Transcribe the listing that follows in full, omitting pictures.

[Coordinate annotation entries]
━━━━━━━━━━━━━━━━━━━━━━━━━━━━━━

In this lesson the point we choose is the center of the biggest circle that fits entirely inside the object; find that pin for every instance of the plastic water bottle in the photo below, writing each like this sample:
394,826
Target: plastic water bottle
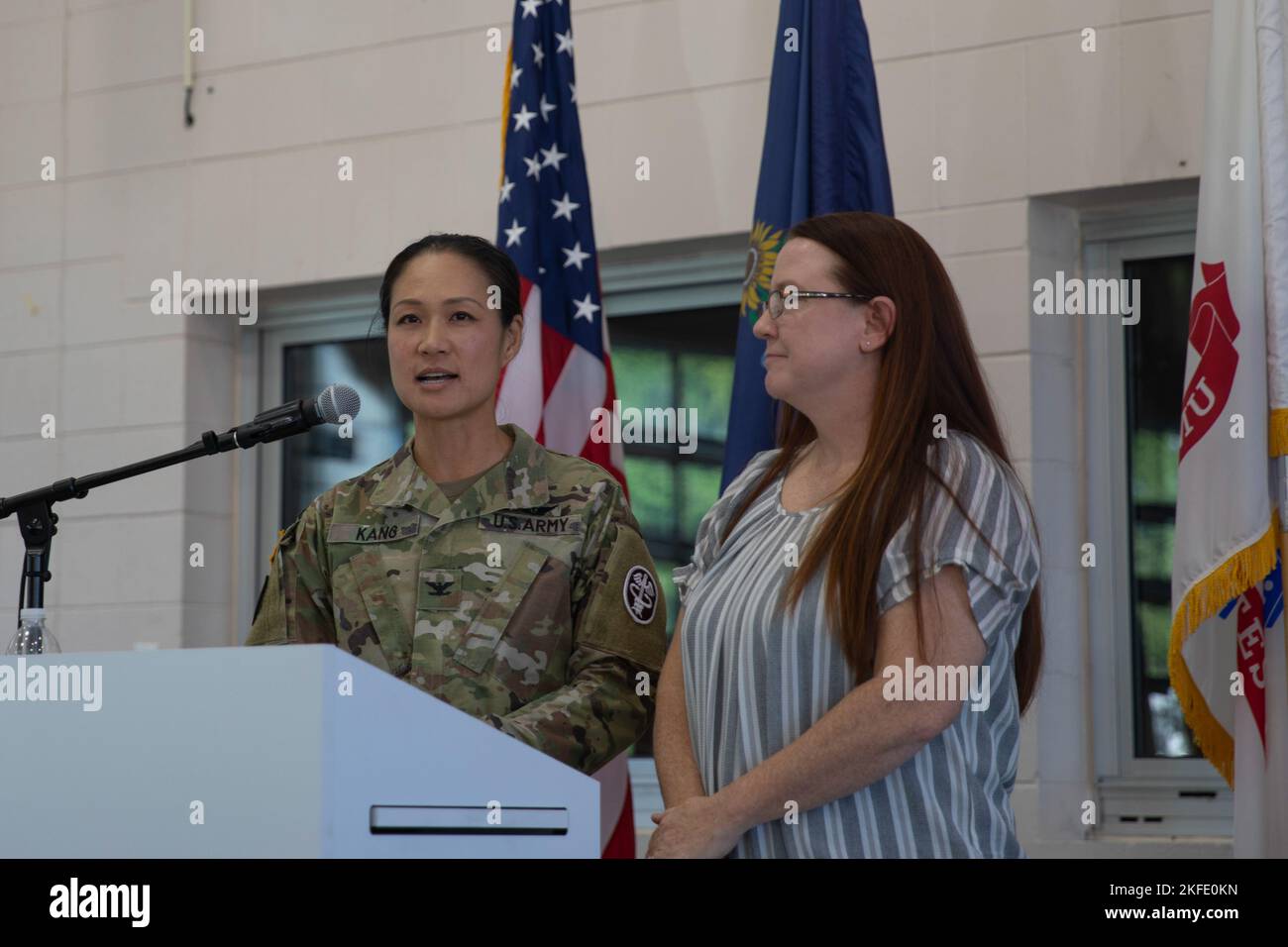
33,637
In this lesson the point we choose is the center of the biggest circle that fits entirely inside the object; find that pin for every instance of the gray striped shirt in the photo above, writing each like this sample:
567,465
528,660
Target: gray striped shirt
756,680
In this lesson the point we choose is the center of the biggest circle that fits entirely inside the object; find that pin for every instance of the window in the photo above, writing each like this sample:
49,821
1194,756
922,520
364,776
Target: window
314,462
682,361
1150,777
1154,361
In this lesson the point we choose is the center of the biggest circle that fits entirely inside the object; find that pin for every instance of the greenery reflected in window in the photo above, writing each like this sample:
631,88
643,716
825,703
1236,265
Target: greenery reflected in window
675,361
1155,377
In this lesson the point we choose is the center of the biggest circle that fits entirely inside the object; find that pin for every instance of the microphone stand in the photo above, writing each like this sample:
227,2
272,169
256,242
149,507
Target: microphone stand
38,521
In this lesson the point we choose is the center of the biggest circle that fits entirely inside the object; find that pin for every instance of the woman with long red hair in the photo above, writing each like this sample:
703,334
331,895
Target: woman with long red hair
861,624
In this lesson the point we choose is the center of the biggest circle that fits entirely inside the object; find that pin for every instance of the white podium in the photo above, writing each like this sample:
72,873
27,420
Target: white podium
274,758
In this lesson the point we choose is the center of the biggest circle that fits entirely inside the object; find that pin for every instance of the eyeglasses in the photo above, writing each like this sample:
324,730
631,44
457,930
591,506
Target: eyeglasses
776,307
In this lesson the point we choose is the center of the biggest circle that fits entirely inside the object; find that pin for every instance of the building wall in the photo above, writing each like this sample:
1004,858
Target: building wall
410,91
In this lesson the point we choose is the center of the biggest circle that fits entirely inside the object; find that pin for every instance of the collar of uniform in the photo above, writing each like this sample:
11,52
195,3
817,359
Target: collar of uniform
516,482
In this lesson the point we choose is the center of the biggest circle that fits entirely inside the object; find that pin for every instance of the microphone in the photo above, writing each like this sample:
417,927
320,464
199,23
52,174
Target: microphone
335,405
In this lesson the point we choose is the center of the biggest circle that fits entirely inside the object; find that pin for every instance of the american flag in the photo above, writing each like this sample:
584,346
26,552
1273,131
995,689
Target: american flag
563,369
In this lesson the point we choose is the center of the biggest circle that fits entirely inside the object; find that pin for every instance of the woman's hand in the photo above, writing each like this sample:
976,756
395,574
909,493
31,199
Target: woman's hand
698,827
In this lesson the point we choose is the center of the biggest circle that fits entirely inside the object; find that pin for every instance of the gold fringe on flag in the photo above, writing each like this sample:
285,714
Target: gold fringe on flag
1237,574
1278,432
505,110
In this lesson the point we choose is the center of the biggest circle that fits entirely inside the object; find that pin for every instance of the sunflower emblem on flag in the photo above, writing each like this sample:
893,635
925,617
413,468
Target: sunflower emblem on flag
761,256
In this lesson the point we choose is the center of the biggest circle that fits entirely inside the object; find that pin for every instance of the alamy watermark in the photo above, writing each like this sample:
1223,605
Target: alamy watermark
653,425
75,899
56,684
1077,296
936,684
179,296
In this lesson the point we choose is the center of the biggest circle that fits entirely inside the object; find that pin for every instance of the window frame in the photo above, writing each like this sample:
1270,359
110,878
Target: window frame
1158,796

━━━━━━━━━━━━━━━━━━━━━━━━━━━━━━

**Output**:
In this lesson the point we choose is the center of the biggest circle that fits entirely inside the object; find that pin for every instance of the plastic water bottle in the photo below, writing each like this sample:
394,826
Target: plastic water bottle
33,637
In this lesson the point we choose is the center of the biggest circle that fits entirely inside the object; find that pin for every instance of the gray striped shirt in the photo above, writing each like this sample:
567,465
528,660
Target: gray striped shirt
756,680
In this lesson the point we choose is the center of the biggest circle that fits entirely inside the object; find that pin for every instance of the window in the photo above, writing each like this sample:
49,821
1194,756
922,520
364,776
Target: window
314,462
682,361
1150,777
1154,361
In this lesson the point we choose is the center of the biggest circle that fits entirely inside the object; find that pin for every instance of the greenery reflected in window in the photo above, writing each like this sample:
631,88
643,716
825,703
1236,265
Target: greenery reflected in window
675,361
1155,377
In this lesson the point we choose is the center of the biggest circle that fits entirely inside the object; find that pin for every instance of the microphone stand in the photo above, writing each like this sample:
227,2
272,169
256,242
149,507
Target: microphone stand
38,521
In this lesson the point we choose is the center of the biggest circle that fits entirely inside the object; find that pin for every instance of the woman with long red hair in the photo above, writing each like this sample:
703,334
331,895
Target: woman with long red hair
861,624
In this lesson the point we choose is the center of the biggest circle that fits entirely inside the object; find that pin for every instance of the white podium in the photo above, writing each like this sample:
72,873
27,420
Target: white podium
274,758
In this lesson the point we choose is the center of the biggest circle that fits entirely inside the object; find that pin for every instance of the eyeglasses in the photo above, writing each like this sample:
324,730
631,44
457,930
591,506
Target: eyeglasses
776,307
In this lesson the point we choose is the center of the biggest circle that fits entirely inside the object; find that pin for every instance of the building wall in the photo above, writing each like this sample:
1004,858
Target: building wall
410,91
In this lesson the point we choose is the center of the biggest circle that fits entirely inside the object; find that pin for every instance of the collar of uniform in the photo above, writing each like this sample:
11,52
195,3
817,359
Target: collar of uniform
516,482
In this lesson the point we choose is the center of the biggest circle that fits entirely inside the object; find that pin for every instance of the microphone in the photo above, writing each like this sample:
417,927
320,464
199,23
52,174
Target: microphone
335,405
In this lesson the point we choose is the center of the biggest circle that fits entirely inside the object; find that pin for every instance of the american flag in the photo above, writing each like this sample:
584,346
26,552
1273,131
995,689
Target: american flag
563,369
In this lesson the point we choose is the center of the biggest circle that fits entirely inside the object; find that pin for every instance of the woman's hand in the photo above, writing each like this sample:
976,756
395,574
909,493
31,199
Target: woman's hand
698,827
In this lesson the point we choose is the center of the biggest circle that fits entirely inside the object; find that pin for every instance of the gold fringe on flag in the photo above, writing each like this sample:
285,714
Target: gold fringe on flag
1237,574
1278,432
505,110
In this lesson the point we choose is the center of the biggest circle that fits entirely inside the object; find that pin for every instance of the sunflower emblem on flag in the photo above, writing each like this sample:
893,635
925,617
413,468
Target: sunflower emblem on flag
761,256
In this lesson the point we choose is the center of the biggest circle that fits entirely inside the object; find that pin for every instance of the alamy watermark in the photo above, writing each like this sample:
1223,605
Target: alamy watermark
653,425
75,899
56,684
1077,296
936,684
179,296
In this lesson the point we choose is the center of the biggest circle that fits entirely inside the object; find that pin for every instance of the window frame in the photo above, writing each like this sample:
1270,359
110,878
Target: window frame
1158,796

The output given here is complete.